BEGIN ENTRIES SUPPLIED

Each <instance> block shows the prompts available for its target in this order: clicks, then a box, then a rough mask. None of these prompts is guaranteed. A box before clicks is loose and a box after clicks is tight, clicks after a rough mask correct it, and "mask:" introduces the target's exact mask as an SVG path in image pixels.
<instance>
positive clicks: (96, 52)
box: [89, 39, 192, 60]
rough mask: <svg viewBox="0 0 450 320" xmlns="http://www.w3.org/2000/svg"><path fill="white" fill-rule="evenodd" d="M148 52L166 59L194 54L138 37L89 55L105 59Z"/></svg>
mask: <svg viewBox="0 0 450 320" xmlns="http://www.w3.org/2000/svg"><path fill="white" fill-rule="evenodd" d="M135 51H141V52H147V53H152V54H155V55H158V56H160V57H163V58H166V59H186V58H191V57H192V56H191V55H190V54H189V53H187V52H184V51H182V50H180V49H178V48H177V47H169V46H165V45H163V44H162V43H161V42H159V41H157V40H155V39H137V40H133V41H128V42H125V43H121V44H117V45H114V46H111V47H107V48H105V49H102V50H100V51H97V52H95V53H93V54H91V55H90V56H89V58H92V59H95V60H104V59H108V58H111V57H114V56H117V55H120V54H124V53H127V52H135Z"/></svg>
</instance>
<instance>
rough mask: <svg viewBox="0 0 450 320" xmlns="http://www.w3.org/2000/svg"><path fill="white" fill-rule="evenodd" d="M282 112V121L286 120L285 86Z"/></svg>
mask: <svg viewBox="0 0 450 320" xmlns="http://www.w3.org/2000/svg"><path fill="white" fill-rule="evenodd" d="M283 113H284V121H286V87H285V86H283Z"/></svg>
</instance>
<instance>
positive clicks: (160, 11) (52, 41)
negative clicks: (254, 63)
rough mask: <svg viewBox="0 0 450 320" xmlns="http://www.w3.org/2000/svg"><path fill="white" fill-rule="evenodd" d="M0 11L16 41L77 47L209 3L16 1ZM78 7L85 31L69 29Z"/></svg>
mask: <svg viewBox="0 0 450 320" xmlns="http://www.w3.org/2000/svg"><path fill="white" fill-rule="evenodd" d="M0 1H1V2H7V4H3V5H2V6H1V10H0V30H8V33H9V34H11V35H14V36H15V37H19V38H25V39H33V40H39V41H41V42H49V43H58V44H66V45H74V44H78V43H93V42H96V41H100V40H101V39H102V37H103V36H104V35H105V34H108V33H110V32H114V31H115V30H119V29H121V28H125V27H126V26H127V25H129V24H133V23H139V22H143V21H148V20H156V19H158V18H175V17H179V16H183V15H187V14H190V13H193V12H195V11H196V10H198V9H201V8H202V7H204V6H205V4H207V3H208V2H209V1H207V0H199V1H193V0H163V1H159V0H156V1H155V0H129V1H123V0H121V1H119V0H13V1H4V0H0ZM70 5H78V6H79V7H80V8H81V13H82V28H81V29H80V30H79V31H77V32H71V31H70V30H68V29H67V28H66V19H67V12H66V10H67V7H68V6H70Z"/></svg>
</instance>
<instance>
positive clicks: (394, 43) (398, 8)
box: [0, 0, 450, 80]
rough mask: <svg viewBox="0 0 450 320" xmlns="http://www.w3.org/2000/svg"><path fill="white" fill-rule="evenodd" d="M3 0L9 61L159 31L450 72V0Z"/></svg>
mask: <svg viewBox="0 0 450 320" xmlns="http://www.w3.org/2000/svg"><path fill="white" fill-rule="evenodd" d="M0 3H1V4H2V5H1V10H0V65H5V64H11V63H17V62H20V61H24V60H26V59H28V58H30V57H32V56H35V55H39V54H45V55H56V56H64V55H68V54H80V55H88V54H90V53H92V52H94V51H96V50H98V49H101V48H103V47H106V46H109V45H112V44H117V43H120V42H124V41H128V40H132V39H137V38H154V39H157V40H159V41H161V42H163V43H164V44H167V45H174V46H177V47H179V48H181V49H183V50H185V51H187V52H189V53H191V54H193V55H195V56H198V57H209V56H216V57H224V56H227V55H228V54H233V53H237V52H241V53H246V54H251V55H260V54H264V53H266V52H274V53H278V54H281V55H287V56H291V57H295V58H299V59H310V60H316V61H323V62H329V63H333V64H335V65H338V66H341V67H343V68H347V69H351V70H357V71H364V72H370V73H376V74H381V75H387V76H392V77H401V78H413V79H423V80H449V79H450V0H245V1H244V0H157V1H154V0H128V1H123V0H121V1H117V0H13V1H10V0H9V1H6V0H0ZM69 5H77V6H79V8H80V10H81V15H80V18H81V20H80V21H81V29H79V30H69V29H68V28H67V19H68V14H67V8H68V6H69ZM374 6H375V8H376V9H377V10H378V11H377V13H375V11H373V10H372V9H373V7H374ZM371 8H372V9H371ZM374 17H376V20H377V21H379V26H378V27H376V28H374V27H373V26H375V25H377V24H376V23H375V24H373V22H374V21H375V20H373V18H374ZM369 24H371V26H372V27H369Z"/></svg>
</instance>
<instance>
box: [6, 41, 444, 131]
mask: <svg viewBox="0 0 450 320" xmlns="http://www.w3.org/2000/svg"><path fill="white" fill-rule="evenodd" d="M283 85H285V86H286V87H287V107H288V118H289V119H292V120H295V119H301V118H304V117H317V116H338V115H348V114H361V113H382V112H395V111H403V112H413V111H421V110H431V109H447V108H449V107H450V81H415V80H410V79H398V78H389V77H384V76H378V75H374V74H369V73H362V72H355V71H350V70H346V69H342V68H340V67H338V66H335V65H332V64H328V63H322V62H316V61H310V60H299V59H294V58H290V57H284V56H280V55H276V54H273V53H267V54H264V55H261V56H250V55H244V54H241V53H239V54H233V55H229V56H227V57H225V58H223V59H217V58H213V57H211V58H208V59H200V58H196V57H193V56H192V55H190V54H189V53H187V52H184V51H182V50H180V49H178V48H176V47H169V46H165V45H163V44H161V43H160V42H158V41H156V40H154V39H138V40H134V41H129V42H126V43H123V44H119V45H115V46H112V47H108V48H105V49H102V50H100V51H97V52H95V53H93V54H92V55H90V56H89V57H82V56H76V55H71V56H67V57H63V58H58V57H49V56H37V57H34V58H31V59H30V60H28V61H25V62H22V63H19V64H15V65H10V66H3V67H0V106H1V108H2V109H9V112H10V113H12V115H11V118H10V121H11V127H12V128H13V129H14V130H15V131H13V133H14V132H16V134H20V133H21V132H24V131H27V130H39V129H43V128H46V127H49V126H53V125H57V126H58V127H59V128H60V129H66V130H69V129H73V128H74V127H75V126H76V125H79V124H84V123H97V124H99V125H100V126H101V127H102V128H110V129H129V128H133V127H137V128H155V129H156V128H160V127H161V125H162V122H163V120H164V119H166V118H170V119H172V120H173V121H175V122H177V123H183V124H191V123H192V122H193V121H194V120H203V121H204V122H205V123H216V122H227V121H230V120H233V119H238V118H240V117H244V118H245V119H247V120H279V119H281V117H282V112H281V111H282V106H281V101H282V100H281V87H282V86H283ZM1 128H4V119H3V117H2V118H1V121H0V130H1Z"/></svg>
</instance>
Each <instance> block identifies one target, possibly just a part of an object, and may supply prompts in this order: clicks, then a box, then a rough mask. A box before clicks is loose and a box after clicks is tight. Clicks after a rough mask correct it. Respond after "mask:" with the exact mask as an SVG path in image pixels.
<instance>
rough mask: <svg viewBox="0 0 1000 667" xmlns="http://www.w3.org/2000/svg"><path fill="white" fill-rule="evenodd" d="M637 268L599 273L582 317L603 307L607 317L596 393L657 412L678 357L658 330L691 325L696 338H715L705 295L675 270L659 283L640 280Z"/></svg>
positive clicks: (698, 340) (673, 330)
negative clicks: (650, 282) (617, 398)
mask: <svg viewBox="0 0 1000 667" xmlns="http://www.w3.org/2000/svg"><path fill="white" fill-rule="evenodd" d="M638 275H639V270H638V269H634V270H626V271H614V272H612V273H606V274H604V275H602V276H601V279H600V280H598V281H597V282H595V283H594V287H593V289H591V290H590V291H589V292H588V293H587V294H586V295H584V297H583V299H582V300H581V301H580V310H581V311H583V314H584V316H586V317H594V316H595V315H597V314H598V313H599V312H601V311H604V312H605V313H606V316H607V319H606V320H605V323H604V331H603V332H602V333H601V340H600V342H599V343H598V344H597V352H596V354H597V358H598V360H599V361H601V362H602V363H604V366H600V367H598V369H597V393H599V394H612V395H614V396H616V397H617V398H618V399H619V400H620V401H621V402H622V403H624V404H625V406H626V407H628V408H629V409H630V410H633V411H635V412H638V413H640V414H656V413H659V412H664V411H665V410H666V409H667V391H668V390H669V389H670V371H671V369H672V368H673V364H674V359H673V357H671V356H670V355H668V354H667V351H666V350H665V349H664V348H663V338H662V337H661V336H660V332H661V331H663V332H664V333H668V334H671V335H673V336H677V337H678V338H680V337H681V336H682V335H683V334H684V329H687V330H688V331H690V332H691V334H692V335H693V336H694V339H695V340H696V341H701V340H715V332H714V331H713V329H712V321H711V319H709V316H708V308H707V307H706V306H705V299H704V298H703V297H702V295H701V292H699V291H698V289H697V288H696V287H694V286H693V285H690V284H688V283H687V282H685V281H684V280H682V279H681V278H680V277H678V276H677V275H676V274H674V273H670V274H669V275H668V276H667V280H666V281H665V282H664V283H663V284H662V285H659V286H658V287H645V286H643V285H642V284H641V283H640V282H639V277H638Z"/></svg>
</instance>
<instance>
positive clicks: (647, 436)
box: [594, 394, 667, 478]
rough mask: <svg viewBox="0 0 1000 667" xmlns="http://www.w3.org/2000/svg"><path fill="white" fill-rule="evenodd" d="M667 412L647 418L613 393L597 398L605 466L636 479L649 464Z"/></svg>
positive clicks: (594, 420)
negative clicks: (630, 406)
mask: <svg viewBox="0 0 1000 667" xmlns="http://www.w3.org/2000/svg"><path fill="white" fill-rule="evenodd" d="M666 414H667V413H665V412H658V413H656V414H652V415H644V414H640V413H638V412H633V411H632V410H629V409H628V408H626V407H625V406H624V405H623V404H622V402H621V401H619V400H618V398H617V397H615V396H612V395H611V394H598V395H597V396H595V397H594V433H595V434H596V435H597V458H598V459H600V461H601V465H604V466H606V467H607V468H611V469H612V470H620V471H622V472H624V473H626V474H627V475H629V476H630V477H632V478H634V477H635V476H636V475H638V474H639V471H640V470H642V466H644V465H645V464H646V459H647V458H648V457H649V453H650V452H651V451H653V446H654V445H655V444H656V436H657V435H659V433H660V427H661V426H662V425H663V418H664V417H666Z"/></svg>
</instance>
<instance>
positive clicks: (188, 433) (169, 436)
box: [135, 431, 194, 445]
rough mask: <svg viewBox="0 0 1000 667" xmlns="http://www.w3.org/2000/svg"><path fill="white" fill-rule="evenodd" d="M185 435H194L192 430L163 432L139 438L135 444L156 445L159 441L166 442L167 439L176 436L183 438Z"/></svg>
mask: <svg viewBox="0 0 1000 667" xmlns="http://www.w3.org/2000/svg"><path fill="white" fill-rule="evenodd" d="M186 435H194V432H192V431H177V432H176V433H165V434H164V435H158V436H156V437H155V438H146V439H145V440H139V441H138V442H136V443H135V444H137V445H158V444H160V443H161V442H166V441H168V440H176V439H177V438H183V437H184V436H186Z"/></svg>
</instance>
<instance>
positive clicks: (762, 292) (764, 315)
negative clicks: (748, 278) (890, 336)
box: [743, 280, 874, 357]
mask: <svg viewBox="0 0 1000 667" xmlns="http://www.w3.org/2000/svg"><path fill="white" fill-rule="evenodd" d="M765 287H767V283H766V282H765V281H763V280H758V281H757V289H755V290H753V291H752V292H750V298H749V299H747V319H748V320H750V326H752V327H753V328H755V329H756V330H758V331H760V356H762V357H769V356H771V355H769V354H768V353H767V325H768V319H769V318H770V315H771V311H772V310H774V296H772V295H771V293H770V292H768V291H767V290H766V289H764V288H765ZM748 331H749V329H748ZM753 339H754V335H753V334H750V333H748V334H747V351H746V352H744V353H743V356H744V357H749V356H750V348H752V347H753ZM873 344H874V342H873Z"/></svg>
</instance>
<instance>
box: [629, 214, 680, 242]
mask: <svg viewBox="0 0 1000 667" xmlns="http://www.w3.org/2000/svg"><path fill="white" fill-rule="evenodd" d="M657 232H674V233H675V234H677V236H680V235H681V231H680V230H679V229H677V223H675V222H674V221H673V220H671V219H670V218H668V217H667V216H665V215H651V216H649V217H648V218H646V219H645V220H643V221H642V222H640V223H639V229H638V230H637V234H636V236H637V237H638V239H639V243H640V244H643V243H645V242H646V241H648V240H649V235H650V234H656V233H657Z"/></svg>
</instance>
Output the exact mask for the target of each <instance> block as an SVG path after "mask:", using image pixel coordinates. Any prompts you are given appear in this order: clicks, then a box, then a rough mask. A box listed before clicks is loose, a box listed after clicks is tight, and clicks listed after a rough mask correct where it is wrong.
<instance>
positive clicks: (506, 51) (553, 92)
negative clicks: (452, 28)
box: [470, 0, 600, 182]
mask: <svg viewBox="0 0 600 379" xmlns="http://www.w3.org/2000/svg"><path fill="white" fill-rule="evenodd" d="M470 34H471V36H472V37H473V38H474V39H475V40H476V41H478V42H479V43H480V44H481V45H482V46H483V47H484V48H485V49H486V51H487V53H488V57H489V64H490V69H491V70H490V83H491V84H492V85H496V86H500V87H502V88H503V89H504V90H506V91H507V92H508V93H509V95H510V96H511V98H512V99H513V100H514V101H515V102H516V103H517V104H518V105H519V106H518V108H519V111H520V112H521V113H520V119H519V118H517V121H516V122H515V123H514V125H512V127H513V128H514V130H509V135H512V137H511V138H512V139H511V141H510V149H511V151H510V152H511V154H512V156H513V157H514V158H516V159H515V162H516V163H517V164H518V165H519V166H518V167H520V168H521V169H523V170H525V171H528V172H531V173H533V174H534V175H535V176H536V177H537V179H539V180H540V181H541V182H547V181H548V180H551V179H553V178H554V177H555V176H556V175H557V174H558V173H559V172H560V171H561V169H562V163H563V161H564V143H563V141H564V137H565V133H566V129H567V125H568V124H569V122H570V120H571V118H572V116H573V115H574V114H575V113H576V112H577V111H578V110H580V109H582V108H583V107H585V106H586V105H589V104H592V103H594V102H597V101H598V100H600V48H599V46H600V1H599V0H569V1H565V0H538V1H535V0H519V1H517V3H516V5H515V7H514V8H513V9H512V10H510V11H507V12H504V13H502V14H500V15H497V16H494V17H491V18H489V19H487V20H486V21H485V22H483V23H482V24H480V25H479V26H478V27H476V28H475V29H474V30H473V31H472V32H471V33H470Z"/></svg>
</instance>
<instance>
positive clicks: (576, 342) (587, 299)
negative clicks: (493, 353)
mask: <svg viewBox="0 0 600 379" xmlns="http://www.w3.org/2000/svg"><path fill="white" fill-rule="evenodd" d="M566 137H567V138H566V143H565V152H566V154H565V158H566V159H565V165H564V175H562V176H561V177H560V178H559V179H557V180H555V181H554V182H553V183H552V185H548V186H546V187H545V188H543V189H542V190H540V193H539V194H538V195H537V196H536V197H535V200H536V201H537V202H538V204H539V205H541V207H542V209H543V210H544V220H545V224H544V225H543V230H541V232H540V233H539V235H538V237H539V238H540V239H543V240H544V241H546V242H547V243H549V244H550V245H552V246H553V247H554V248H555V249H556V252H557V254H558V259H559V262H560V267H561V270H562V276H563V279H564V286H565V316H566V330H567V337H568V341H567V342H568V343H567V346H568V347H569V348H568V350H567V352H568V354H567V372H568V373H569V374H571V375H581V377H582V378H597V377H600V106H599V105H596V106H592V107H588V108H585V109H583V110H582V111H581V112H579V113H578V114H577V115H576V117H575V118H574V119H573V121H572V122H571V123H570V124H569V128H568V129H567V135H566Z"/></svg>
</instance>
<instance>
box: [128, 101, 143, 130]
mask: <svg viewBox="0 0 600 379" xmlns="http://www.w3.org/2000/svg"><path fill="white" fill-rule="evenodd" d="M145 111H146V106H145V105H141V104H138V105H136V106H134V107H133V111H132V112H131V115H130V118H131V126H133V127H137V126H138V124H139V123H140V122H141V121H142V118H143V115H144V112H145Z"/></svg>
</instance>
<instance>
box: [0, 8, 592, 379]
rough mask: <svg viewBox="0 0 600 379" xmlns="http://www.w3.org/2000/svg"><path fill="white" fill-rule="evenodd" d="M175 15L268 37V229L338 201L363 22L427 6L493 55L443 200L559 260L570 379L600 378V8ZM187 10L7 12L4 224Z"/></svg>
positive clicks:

END ENTRIES SUPPLIED

• [YOUR ASSIGNMENT]:
Which lines in the material contain the string "negative"? Pull each of those lines out in full.

• [RESULT FOR THIS EXERCISE]:
negative clicks: (254, 63)
negative clicks: (650, 282) (617, 398)
negative clicks: (630, 406)
negative clicks: (748, 278) (890, 336)
negative clicks: (452, 28)
negative clicks: (493, 353)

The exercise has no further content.